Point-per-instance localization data
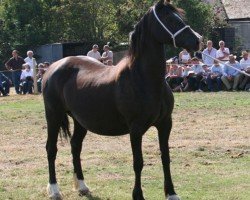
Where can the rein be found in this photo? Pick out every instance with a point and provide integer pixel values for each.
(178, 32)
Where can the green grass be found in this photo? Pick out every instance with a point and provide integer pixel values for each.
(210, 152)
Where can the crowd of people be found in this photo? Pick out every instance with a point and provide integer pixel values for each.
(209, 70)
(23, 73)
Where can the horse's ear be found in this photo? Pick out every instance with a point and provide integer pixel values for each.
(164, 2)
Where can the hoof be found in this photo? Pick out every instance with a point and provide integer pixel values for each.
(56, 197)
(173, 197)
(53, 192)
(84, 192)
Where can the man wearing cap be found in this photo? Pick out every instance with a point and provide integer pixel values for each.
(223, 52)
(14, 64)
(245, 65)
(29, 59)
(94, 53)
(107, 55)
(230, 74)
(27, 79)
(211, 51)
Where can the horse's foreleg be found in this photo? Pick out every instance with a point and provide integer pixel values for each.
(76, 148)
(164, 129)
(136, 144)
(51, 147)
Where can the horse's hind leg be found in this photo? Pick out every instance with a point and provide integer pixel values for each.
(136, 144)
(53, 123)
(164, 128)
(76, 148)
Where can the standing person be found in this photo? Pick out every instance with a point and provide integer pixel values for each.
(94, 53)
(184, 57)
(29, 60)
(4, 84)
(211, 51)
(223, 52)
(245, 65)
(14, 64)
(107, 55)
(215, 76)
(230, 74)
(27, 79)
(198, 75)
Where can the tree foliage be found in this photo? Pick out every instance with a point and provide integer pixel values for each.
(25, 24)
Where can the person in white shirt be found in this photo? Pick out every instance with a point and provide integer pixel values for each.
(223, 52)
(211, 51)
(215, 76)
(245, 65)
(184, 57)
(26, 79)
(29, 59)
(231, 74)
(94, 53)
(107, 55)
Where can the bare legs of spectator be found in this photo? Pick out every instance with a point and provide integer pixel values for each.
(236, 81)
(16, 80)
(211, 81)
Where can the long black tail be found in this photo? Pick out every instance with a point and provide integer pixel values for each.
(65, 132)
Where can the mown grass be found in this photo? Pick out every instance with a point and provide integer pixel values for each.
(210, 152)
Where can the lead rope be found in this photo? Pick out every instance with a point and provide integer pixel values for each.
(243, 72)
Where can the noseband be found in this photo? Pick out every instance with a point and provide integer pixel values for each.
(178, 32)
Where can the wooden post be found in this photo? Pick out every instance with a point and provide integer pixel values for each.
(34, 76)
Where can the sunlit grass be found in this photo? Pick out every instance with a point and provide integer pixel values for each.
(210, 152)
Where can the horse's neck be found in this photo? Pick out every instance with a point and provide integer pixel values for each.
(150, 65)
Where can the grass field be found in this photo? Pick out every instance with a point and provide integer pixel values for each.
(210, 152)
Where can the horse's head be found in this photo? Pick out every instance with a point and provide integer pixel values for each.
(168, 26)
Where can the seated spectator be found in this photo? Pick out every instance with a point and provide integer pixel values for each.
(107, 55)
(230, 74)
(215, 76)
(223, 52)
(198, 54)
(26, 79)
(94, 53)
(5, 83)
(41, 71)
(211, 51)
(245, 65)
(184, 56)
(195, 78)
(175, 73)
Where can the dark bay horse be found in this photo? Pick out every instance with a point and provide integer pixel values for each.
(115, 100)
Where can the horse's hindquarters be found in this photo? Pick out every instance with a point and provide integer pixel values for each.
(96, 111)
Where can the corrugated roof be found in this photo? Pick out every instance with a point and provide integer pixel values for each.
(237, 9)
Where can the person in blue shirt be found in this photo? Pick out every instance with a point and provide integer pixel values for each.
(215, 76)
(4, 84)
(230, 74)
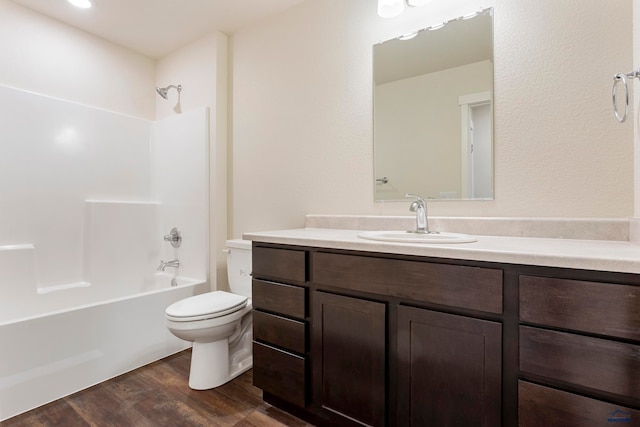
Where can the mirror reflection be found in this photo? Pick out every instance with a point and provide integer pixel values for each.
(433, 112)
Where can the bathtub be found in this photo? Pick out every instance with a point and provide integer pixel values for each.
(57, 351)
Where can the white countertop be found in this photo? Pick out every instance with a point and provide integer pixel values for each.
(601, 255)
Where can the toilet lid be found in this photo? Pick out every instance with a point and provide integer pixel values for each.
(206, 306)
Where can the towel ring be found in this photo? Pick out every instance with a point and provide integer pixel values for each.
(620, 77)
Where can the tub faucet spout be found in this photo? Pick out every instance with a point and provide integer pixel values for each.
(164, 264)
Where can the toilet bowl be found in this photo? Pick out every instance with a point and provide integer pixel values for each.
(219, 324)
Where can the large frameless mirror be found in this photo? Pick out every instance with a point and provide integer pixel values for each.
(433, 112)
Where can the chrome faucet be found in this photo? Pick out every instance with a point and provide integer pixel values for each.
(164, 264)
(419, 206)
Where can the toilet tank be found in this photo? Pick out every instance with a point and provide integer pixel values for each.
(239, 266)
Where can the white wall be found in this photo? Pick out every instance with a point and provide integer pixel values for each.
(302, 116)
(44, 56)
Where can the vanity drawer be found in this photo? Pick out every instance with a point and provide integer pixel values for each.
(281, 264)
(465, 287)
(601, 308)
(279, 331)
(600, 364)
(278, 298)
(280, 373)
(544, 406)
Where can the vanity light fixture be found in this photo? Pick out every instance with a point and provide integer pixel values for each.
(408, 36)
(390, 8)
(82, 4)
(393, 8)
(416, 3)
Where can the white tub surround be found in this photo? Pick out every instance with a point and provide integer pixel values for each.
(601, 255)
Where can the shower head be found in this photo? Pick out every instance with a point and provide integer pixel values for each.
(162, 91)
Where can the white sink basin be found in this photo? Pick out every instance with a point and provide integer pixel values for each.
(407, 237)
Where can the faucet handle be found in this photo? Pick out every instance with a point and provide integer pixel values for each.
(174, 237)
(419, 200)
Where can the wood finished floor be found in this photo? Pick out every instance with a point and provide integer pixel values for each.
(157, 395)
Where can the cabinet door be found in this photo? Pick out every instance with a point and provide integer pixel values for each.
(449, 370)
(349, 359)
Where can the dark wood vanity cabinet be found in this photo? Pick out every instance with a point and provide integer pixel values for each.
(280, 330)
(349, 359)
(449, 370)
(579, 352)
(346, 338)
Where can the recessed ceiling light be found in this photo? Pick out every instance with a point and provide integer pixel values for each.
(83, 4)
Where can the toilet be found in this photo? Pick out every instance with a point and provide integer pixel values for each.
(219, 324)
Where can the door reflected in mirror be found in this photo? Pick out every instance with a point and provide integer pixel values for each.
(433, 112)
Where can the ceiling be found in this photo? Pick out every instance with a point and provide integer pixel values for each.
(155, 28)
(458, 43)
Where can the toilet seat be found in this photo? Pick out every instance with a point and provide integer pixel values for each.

...

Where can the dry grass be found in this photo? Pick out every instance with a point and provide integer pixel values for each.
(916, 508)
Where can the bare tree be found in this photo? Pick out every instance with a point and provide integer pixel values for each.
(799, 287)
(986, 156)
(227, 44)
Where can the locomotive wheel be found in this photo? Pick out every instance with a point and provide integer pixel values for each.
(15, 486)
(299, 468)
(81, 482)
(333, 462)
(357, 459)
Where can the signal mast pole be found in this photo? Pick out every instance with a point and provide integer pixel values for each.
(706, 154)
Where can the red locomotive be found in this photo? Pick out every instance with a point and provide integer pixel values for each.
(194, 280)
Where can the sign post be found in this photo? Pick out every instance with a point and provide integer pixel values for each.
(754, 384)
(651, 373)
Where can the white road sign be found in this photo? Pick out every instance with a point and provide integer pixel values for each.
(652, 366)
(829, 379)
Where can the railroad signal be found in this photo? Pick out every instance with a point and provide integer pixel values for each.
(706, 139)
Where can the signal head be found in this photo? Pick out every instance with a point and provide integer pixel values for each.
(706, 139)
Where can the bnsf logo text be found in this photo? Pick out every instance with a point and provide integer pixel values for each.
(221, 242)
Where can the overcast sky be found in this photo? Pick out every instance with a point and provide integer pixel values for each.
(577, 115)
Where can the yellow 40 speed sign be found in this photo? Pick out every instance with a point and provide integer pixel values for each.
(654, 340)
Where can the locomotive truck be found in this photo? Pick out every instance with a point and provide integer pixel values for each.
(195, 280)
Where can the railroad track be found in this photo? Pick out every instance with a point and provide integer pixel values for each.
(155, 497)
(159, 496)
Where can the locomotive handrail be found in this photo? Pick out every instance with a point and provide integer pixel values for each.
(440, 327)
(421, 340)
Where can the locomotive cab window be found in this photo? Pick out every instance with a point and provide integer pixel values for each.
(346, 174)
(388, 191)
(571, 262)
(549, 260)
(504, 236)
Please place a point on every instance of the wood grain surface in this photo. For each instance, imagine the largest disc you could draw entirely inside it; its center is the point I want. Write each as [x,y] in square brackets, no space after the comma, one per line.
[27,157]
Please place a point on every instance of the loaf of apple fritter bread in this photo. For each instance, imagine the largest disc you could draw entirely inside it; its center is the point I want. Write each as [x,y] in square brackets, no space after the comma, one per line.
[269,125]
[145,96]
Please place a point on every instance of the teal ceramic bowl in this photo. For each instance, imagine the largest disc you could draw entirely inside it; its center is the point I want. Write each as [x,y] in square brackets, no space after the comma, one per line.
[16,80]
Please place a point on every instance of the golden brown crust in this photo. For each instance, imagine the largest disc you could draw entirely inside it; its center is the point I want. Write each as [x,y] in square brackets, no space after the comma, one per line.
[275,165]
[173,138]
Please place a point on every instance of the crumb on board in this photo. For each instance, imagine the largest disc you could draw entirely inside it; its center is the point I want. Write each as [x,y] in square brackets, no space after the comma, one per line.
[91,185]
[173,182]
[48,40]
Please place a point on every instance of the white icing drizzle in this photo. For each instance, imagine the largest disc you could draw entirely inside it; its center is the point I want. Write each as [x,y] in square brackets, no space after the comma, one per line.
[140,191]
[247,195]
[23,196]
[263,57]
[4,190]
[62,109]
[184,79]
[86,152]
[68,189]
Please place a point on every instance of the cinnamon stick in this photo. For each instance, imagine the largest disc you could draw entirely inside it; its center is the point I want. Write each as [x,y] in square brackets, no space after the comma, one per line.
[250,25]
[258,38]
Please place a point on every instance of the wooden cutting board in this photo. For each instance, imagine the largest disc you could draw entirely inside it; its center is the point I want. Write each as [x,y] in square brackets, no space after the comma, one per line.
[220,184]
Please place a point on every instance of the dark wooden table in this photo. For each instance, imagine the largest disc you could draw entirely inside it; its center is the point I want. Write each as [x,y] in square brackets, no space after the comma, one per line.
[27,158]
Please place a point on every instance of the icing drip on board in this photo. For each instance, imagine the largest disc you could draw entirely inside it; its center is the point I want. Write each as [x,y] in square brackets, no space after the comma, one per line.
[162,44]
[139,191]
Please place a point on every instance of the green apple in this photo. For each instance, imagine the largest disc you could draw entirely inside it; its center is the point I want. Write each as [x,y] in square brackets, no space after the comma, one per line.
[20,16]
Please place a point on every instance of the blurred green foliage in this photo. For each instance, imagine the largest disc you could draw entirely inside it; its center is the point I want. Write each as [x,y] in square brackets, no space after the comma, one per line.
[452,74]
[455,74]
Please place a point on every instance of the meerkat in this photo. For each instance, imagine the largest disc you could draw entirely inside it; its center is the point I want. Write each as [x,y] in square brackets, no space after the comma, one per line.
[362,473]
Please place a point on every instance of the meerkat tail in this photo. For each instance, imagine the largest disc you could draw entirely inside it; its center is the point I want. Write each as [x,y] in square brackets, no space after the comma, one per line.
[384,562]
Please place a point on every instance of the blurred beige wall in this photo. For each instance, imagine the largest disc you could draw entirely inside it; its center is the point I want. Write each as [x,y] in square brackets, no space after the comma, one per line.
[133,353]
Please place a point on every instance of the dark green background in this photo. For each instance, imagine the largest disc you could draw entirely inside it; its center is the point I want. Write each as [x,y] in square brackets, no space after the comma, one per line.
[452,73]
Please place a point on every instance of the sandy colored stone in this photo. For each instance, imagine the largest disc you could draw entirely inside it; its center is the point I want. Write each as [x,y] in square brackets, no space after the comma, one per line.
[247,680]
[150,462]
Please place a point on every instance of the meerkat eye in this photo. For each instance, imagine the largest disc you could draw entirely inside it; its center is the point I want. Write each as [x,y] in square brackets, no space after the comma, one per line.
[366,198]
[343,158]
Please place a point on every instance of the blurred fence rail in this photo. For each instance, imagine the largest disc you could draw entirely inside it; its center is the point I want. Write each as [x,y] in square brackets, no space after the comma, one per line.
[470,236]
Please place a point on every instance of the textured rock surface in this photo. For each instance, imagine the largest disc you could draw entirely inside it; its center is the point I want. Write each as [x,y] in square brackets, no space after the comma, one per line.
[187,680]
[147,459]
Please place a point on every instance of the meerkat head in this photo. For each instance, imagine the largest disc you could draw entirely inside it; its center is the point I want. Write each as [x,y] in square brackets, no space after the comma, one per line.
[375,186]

---

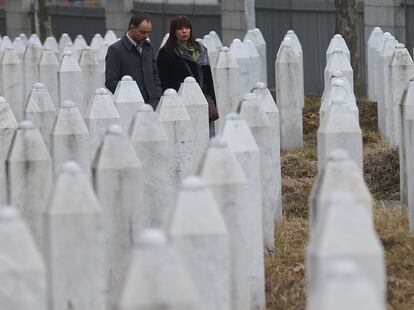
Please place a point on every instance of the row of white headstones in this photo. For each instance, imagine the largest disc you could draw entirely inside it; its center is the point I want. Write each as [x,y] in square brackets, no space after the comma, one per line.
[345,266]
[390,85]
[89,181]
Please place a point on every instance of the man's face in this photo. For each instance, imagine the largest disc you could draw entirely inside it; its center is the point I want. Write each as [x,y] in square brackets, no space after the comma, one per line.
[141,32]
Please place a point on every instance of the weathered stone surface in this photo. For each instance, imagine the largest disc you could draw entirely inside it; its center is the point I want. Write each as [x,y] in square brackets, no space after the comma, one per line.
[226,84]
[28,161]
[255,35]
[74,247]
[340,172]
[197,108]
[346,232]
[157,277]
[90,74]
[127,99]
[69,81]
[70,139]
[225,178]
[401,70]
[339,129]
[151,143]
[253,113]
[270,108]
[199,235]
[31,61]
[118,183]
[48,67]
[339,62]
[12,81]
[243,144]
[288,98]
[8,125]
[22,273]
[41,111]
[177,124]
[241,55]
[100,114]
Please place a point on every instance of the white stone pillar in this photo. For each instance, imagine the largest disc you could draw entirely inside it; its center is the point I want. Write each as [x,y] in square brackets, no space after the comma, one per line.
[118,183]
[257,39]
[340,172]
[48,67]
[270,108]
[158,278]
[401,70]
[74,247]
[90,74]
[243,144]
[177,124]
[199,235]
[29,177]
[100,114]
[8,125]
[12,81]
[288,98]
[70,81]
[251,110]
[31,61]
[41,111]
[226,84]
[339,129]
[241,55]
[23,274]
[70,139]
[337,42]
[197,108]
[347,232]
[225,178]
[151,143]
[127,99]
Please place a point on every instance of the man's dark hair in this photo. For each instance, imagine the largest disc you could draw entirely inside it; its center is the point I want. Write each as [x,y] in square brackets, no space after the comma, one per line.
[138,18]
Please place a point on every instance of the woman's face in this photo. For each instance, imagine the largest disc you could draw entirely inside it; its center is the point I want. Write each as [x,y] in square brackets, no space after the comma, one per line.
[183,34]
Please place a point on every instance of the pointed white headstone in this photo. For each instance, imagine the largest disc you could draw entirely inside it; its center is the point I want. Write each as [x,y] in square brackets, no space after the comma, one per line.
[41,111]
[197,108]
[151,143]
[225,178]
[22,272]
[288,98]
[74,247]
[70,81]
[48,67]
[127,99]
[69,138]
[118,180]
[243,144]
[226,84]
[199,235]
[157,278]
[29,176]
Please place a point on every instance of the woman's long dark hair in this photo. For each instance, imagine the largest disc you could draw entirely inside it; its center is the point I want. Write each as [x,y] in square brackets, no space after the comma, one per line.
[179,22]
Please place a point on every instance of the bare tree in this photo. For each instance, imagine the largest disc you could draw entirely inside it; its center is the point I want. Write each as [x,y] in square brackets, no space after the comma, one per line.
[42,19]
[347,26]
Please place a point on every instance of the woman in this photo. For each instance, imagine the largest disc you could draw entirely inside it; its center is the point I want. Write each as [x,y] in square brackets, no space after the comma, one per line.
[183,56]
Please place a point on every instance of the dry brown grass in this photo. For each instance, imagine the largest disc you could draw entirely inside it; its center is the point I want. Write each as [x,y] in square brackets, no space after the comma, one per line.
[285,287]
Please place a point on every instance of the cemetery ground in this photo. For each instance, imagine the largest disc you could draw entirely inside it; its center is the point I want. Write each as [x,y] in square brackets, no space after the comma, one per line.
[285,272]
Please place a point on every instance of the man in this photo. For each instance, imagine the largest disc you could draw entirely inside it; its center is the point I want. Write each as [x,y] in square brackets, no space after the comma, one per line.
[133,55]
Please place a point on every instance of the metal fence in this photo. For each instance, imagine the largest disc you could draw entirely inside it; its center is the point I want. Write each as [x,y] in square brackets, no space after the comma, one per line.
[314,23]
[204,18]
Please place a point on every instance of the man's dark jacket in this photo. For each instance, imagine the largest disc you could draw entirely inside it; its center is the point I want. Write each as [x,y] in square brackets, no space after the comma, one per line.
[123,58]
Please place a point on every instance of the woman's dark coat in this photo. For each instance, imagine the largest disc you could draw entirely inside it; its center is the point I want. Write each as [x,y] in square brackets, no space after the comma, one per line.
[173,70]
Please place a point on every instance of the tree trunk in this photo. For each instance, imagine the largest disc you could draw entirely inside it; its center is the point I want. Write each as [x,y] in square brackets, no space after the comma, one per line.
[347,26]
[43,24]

**What is being asked**
Transcribe each line of the data above, unaltered, from the one where "Where can the ceiling" appears to the one where "Where can the toilet seat" appears, inclusive of both.

**Solution**
Where can the ceiling be found in this photo? Pick out every instance with a point and provide integer pixel values for each.
(155, 28)
(458, 43)
Where can the toilet seat be found in this photo? Pick out every instance with a point and provide integer pixel values for each.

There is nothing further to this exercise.